* WHAT YOU WILL DO: Your task is to output the entries below word for word.
▶
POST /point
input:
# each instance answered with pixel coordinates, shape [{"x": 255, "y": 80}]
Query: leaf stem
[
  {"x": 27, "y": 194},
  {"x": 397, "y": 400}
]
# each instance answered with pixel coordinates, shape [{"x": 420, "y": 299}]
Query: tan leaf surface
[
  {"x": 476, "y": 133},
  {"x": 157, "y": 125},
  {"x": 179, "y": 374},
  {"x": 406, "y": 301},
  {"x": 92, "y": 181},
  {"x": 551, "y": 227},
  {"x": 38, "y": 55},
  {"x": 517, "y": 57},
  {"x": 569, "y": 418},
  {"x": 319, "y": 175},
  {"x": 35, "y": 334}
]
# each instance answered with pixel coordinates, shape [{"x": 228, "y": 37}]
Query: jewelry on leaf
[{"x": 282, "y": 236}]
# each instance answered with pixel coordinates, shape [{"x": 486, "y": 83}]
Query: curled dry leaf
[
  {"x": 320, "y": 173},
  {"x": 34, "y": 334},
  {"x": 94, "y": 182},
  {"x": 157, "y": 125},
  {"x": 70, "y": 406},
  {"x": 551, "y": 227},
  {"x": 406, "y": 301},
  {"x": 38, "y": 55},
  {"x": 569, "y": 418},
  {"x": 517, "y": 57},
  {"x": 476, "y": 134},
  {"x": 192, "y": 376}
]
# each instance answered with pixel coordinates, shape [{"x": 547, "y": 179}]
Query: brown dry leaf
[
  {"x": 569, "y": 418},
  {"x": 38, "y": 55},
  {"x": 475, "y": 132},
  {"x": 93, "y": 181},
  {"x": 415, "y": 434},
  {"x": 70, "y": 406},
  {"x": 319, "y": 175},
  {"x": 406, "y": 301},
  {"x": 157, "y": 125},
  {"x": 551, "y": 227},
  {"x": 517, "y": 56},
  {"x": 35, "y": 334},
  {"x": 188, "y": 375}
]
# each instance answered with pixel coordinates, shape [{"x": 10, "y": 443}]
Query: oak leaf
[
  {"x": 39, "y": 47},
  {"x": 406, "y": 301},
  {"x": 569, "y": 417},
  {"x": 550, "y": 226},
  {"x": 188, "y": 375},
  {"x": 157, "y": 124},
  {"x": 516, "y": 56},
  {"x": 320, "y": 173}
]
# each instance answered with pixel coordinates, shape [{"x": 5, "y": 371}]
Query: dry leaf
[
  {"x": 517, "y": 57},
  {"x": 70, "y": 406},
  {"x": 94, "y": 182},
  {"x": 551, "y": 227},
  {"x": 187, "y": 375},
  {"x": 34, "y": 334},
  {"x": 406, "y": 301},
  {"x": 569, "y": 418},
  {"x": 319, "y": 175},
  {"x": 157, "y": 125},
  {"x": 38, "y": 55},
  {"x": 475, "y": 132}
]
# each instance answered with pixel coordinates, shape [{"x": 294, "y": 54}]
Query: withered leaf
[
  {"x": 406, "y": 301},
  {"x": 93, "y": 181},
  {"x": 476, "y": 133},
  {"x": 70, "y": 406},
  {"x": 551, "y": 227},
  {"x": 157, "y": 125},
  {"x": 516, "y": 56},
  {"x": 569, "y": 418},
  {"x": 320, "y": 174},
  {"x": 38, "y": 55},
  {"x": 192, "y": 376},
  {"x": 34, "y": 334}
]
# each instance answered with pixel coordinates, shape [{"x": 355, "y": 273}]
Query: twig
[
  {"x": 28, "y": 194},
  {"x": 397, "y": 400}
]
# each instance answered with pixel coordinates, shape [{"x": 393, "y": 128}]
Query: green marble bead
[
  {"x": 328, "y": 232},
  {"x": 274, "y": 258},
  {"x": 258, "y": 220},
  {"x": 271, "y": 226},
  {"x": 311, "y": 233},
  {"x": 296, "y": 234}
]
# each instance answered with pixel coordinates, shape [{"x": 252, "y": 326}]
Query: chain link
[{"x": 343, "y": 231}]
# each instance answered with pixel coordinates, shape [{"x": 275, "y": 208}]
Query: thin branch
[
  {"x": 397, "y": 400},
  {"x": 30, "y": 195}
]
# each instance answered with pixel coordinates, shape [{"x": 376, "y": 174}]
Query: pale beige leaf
◀
* TASK SOLUTION:
POST /point
input:
# each instance answered with pixel coordinates, shape [{"x": 255, "y": 80}]
Query: leaf stem
[
  {"x": 27, "y": 194},
  {"x": 397, "y": 400}
]
# each instance answered with pixel coordinates, shape [{"x": 420, "y": 299}]
Query: tan leaf surface
[
  {"x": 476, "y": 133},
  {"x": 157, "y": 125},
  {"x": 179, "y": 374},
  {"x": 406, "y": 301},
  {"x": 92, "y": 181},
  {"x": 551, "y": 227},
  {"x": 38, "y": 55},
  {"x": 517, "y": 57},
  {"x": 569, "y": 418},
  {"x": 319, "y": 175},
  {"x": 35, "y": 334}
]
# each instance answered with pixel coordinates, shape [{"x": 228, "y": 37}]
Query: jewelry on leaf
[{"x": 282, "y": 236}]
# each instance answered with pixel coordinates, shape [{"x": 486, "y": 83}]
Query: curled dry leaf
[
  {"x": 320, "y": 173},
  {"x": 34, "y": 334},
  {"x": 94, "y": 182},
  {"x": 157, "y": 125},
  {"x": 70, "y": 406},
  {"x": 551, "y": 227},
  {"x": 406, "y": 301},
  {"x": 38, "y": 55},
  {"x": 569, "y": 418},
  {"x": 517, "y": 57},
  {"x": 476, "y": 134},
  {"x": 192, "y": 376}
]
# each instance answered with pixel coordinates, shape [{"x": 547, "y": 179}]
Query: brown dry leaf
[
  {"x": 569, "y": 418},
  {"x": 38, "y": 55},
  {"x": 475, "y": 132},
  {"x": 93, "y": 181},
  {"x": 415, "y": 434},
  {"x": 70, "y": 406},
  {"x": 319, "y": 175},
  {"x": 406, "y": 301},
  {"x": 157, "y": 125},
  {"x": 551, "y": 227},
  {"x": 517, "y": 56},
  {"x": 35, "y": 334},
  {"x": 188, "y": 375}
]
# each instance answered with pixel coordinates, shape [{"x": 10, "y": 443}]
Query: oak leaf
[
  {"x": 39, "y": 47},
  {"x": 406, "y": 301},
  {"x": 569, "y": 417},
  {"x": 550, "y": 226},
  {"x": 188, "y": 375},
  {"x": 157, "y": 124},
  {"x": 516, "y": 56},
  {"x": 320, "y": 173}
]
# each instance answered with pixel coordinates, shape [{"x": 5, "y": 371}]
Query: dry leaf
[
  {"x": 517, "y": 57},
  {"x": 70, "y": 406},
  {"x": 94, "y": 182},
  {"x": 551, "y": 227},
  {"x": 187, "y": 375},
  {"x": 34, "y": 334},
  {"x": 406, "y": 301},
  {"x": 569, "y": 418},
  {"x": 319, "y": 175},
  {"x": 157, "y": 125},
  {"x": 38, "y": 55},
  {"x": 475, "y": 132}
]
# each instance answered with pixel coordinates, shape [{"x": 294, "y": 54}]
Query: withered leaf
[
  {"x": 406, "y": 301},
  {"x": 93, "y": 181},
  {"x": 476, "y": 133},
  {"x": 70, "y": 406},
  {"x": 551, "y": 227},
  {"x": 157, "y": 125},
  {"x": 516, "y": 56},
  {"x": 569, "y": 418},
  {"x": 320, "y": 174},
  {"x": 38, "y": 55},
  {"x": 192, "y": 376},
  {"x": 34, "y": 334}
]
# each instance answered with pixel coordinates, shape [{"x": 355, "y": 273}]
Query: twig
[
  {"x": 28, "y": 194},
  {"x": 397, "y": 400}
]
# each instance answered with pixel coordinates, shape [{"x": 393, "y": 128}]
Query: green marble bead
[
  {"x": 328, "y": 232},
  {"x": 274, "y": 258},
  {"x": 258, "y": 220},
  {"x": 271, "y": 226},
  {"x": 311, "y": 233},
  {"x": 296, "y": 234}
]
# each instance answered with pixel coordinates, shape [{"x": 252, "y": 326}]
Query: chain link
[{"x": 343, "y": 231}]
# each instance answered with pixel coordinates, shape [{"x": 275, "y": 208}]
Query: thin branch
[
  {"x": 397, "y": 400},
  {"x": 30, "y": 195}
]
# each instance answered with pixel coordinates, shape [{"x": 376, "y": 174}]
Query: pale beige leaf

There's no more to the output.